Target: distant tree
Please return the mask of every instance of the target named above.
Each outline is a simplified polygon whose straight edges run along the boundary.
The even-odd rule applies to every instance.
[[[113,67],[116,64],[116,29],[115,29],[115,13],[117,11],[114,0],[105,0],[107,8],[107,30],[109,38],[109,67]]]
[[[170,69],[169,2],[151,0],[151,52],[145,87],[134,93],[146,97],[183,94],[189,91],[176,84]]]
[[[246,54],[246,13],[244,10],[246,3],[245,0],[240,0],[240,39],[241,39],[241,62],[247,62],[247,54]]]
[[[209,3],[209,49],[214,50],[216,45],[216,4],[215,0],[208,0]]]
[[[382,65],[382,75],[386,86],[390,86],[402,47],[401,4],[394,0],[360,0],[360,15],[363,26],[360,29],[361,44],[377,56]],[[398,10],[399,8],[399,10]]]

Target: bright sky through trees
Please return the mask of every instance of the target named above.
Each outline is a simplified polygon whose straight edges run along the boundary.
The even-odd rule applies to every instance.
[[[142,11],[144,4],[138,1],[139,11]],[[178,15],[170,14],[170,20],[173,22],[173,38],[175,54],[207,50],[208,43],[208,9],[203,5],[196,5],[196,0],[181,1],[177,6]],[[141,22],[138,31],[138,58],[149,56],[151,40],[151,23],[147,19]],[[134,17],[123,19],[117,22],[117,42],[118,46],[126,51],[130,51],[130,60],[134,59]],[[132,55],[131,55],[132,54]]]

.....

- _ASSIGNMENT_:
Repeat every entry above exactly, leaving nothing out.

- _ANSWER SECTION_:
Target: distant tree
Please return the mask of every instance of the target named above.
Each outline is a simplified polygon whose straight edges run along the boundary.
The even-odd rule applies to every instance.
[[[113,67],[116,64],[116,29],[115,29],[115,13],[117,11],[114,0],[105,0],[107,8],[107,30],[109,38],[109,67]]]
[[[170,69],[169,2],[151,0],[151,52],[145,87],[134,93],[146,97],[183,94],[189,91],[176,84]]]
[[[246,54],[246,13],[244,10],[246,3],[245,0],[240,0],[240,39],[241,39],[241,62],[247,62],[247,54]]]
[[[209,3],[209,49],[214,50],[216,45],[216,4],[215,0],[208,0]]]
[[[382,65],[382,75],[386,86],[390,86],[402,47],[401,4],[394,0],[360,0],[360,15],[363,26],[360,29],[361,44],[377,56]],[[398,10],[399,8],[399,10]]]

Target: bright sky through trees
Please return the mask of every instance of the target named above.
Each outline is a simplified polygon whose straight edges run along the boundary.
The even-odd rule applies to every instance.
[[[142,11],[144,4],[138,1],[139,11]],[[178,15],[170,14],[170,20],[173,22],[173,38],[175,54],[207,50],[208,43],[208,9],[203,5],[196,5],[196,0],[181,1],[177,6]],[[141,22],[138,31],[138,58],[149,56],[151,40],[151,23],[147,19]],[[134,17],[123,19],[117,22],[117,42],[118,46],[126,51],[130,51],[130,60],[134,59]],[[132,55],[131,55],[132,54]]]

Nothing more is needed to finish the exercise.